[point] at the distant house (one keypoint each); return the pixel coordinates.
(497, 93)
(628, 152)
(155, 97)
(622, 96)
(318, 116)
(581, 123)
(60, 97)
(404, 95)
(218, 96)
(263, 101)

^^^^

- [Task details] Shift each coordinate in the answers by adding -91 to both of its numbers, then copy out every row again, requests included, with only those coordinates changed.

- [Solution to this problem]
[point] at the distant house (one keypoint each); return the pixel coordinates.
(406, 2)
(537, 61)
(64, 6)
(531, 5)
(227, 25)
(490, 32)
(-31, 6)
(313, 4)
(127, 5)
(172, 10)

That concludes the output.